Exercise brief: Count the lines in the material below that contain the word "stone". Reply with the number alone.

----

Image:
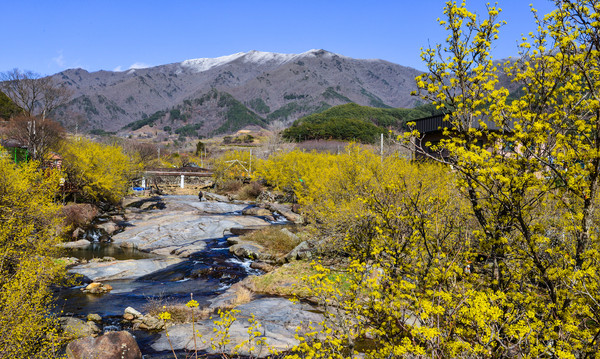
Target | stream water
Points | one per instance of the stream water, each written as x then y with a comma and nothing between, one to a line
205,274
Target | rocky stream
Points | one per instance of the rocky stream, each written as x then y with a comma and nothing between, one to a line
165,250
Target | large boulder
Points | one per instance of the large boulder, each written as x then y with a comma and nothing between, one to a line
286,211
279,319
112,345
301,251
76,328
126,269
109,227
97,288
256,211
75,244
251,250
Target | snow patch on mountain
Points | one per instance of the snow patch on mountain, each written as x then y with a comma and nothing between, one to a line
254,57
205,64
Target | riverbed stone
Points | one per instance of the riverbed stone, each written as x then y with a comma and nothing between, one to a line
111,345
133,312
286,211
256,211
278,317
75,244
93,317
110,227
78,328
251,250
123,269
97,288
301,251
180,229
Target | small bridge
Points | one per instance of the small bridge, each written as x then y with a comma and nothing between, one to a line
187,175
183,171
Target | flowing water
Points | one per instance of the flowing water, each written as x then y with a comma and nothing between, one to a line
205,274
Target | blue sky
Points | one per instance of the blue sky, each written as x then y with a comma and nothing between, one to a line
50,36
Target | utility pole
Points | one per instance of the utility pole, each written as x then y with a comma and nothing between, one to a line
382,147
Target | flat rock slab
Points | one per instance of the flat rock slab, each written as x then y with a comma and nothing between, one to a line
126,269
279,318
76,244
180,234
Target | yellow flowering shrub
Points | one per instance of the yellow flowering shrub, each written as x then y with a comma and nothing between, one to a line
101,172
29,228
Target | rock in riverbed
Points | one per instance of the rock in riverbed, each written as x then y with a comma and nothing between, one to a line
111,345
279,319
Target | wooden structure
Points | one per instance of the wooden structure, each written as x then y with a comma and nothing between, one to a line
432,129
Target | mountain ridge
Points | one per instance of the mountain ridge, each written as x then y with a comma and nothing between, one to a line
271,86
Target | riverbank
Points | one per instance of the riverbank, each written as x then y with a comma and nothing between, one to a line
188,240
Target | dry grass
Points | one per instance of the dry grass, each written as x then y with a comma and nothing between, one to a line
179,312
78,215
250,191
274,240
286,280
230,186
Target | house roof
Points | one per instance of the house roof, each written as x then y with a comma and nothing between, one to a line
437,123
11,142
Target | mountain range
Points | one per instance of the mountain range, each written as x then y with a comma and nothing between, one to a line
208,96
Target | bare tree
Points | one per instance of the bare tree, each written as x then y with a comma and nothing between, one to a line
36,95
39,135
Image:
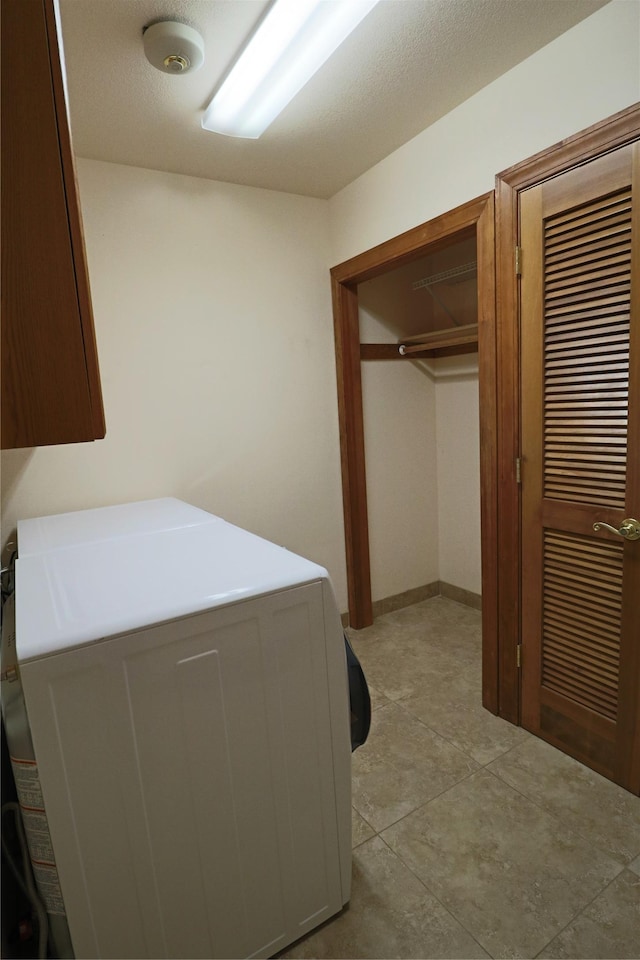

----

Solution to this exercise: 2